┌────────

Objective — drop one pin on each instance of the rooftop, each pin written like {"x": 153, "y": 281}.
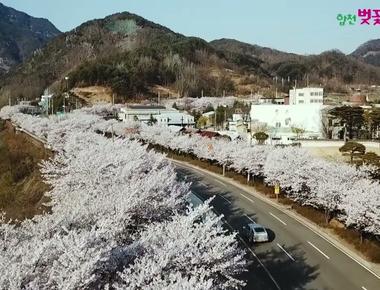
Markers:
{"x": 146, "y": 107}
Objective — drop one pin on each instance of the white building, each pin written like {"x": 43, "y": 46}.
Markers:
{"x": 303, "y": 112}
{"x": 163, "y": 116}
{"x": 142, "y": 113}
{"x": 305, "y": 96}
{"x": 175, "y": 119}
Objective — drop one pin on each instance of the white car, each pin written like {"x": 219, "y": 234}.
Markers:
{"x": 256, "y": 233}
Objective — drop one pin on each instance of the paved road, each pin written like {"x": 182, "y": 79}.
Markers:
{"x": 296, "y": 257}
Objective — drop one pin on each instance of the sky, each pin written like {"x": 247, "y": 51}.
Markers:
{"x": 299, "y": 26}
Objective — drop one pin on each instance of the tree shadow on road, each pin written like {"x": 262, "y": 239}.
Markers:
{"x": 288, "y": 274}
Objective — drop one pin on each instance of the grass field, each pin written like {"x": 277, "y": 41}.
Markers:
{"x": 21, "y": 186}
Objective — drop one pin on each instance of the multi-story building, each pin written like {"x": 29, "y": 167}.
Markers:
{"x": 286, "y": 121}
{"x": 305, "y": 96}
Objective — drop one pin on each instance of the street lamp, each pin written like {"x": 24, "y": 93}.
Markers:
{"x": 66, "y": 96}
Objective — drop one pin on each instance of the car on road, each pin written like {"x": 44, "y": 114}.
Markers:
{"x": 255, "y": 233}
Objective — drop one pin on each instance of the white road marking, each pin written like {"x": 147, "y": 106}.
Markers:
{"x": 315, "y": 247}
{"x": 253, "y": 254}
{"x": 277, "y": 218}
{"x": 250, "y": 219}
{"x": 264, "y": 199}
{"x": 290, "y": 256}
{"x": 225, "y": 199}
{"x": 220, "y": 182}
{"x": 262, "y": 265}
{"x": 247, "y": 198}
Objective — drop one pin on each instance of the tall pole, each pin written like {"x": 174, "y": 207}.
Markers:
{"x": 66, "y": 95}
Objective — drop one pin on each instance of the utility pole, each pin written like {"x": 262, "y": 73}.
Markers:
{"x": 113, "y": 135}
{"x": 66, "y": 95}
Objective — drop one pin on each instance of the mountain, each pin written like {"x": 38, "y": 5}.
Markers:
{"x": 333, "y": 69}
{"x": 134, "y": 58}
{"x": 369, "y": 52}
{"x": 266, "y": 54}
{"x": 130, "y": 55}
{"x": 20, "y": 36}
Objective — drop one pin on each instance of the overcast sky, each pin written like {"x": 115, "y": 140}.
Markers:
{"x": 300, "y": 26}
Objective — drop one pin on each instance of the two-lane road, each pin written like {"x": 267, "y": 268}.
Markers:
{"x": 296, "y": 257}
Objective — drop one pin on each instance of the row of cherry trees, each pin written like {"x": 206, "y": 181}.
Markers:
{"x": 119, "y": 219}
{"x": 340, "y": 190}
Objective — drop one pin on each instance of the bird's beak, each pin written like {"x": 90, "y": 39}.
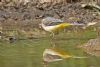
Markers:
{"x": 40, "y": 26}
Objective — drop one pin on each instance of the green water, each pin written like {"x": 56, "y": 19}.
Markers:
{"x": 28, "y": 53}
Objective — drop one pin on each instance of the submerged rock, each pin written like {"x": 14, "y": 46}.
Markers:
{"x": 92, "y": 47}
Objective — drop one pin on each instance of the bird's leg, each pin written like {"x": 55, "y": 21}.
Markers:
{"x": 45, "y": 64}
{"x": 52, "y": 40}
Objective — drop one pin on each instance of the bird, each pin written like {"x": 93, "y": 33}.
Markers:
{"x": 54, "y": 25}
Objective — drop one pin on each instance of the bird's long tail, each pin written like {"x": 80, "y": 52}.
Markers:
{"x": 78, "y": 57}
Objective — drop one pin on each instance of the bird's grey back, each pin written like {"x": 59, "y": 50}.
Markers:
{"x": 49, "y": 21}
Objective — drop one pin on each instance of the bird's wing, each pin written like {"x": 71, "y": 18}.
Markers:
{"x": 50, "y": 21}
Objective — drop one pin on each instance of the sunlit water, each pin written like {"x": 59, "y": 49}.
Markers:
{"x": 28, "y": 53}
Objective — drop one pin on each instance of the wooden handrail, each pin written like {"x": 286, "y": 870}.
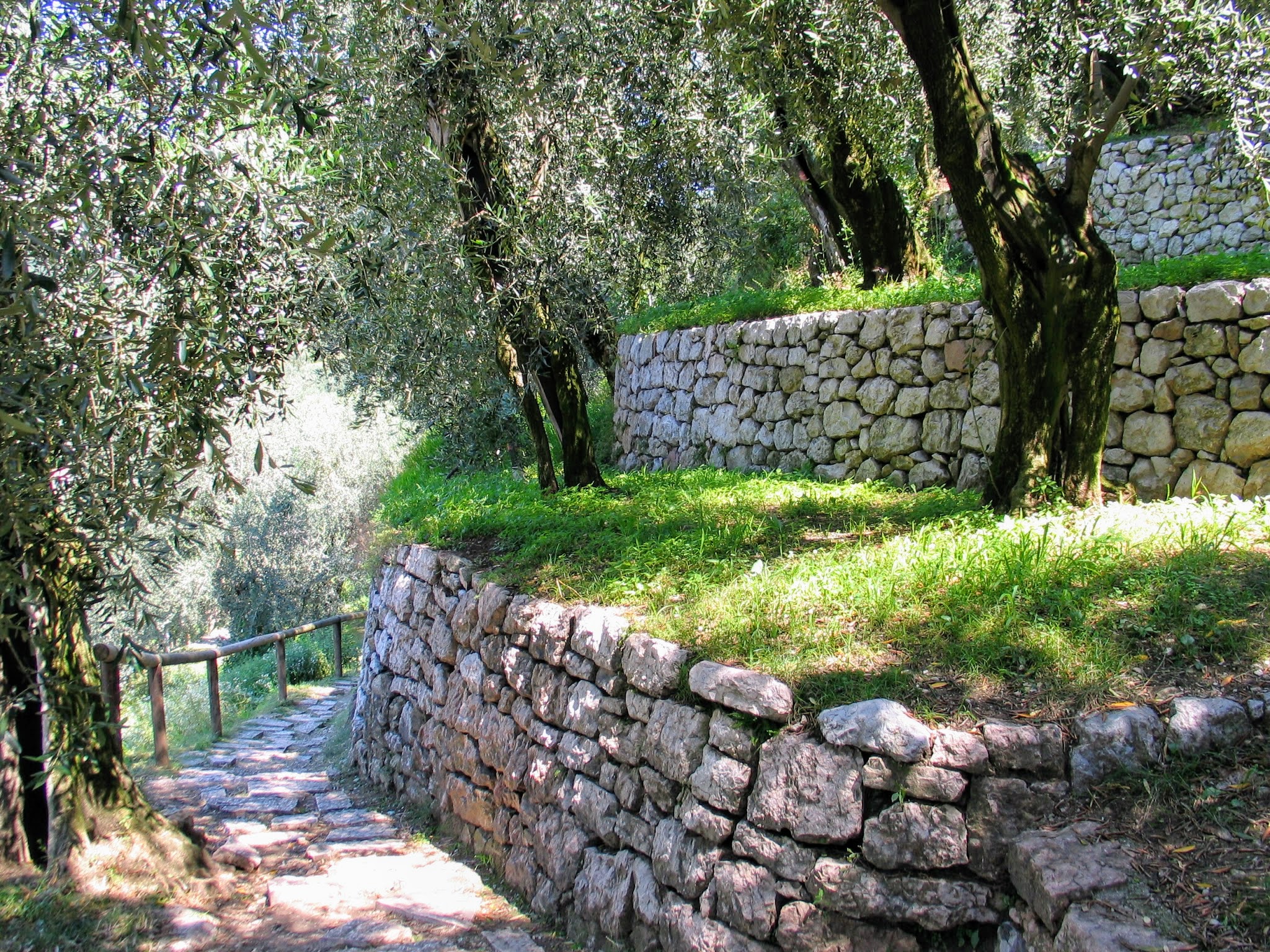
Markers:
{"x": 154, "y": 663}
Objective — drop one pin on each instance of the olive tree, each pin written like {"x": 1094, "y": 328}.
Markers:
{"x": 1048, "y": 277}
{"x": 150, "y": 282}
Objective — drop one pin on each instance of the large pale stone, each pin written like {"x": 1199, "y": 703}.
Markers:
{"x": 1052, "y": 870}
{"x": 894, "y": 436}
{"x": 1249, "y": 438}
{"x": 675, "y": 739}
{"x": 653, "y": 666}
{"x": 1160, "y": 304}
{"x": 921, "y": 781}
{"x": 1197, "y": 725}
{"x": 804, "y": 928}
{"x": 879, "y": 726}
{"x": 861, "y": 892}
{"x": 779, "y": 853}
{"x": 721, "y": 781}
{"x": 745, "y": 896}
{"x": 681, "y": 861}
{"x": 744, "y": 690}
{"x": 1255, "y": 357}
{"x": 878, "y": 395}
{"x": 920, "y": 835}
{"x": 980, "y": 428}
{"x": 998, "y": 810}
{"x": 1201, "y": 421}
{"x": 1206, "y": 478}
{"x": 1148, "y": 434}
{"x": 810, "y": 790}
{"x": 843, "y": 418}
{"x": 1130, "y": 391}
{"x": 1215, "y": 301}
{"x": 1130, "y": 738}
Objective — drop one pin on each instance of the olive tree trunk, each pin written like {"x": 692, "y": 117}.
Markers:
{"x": 82, "y": 813}
{"x": 1048, "y": 277}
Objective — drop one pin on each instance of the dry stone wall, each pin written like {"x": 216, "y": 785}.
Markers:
{"x": 912, "y": 394}
{"x": 658, "y": 806}
{"x": 1166, "y": 196}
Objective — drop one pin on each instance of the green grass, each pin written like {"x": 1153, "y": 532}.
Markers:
{"x": 42, "y": 918}
{"x": 855, "y": 591}
{"x": 249, "y": 684}
{"x": 758, "y": 304}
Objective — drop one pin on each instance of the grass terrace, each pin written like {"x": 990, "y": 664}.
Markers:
{"x": 855, "y": 591}
{"x": 748, "y": 305}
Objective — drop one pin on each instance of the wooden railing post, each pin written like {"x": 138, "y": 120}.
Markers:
{"x": 159, "y": 715}
{"x": 214, "y": 696}
{"x": 281, "y": 648}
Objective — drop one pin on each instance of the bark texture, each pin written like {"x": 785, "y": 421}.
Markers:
{"x": 534, "y": 348}
{"x": 1048, "y": 277}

└────────

DIRECTIVE = Copy out, word for word, the lines of the entries from the one containing "Objective — drop one pin on each instance of the dry" down to the end of the entries.

EXERCISE RESULT =
Objective — drop one pin on each instance of the dry stone wall, each pin written like {"x": 216, "y": 785}.
Markers:
{"x": 912, "y": 394}
{"x": 658, "y": 806}
{"x": 1166, "y": 196}
Objective — drop one pin on each instance of the green grass, each pin written like {"x": 1153, "y": 532}.
Markers:
{"x": 42, "y": 918}
{"x": 855, "y": 591}
{"x": 249, "y": 684}
{"x": 758, "y": 304}
Objective — drop one pin on each instance of the grass terrace, each pin written like {"x": 990, "y": 664}.
Markers:
{"x": 855, "y": 591}
{"x": 748, "y": 305}
Objective — drop one pin on each instance of the wooden railing post, each pin written like {"x": 138, "y": 120}.
Markers:
{"x": 159, "y": 715}
{"x": 214, "y": 696}
{"x": 281, "y": 648}
Objective — drop one pin on each instance of the bark texture, each pin written like {"x": 785, "y": 421}.
Markers:
{"x": 534, "y": 348}
{"x": 1048, "y": 277}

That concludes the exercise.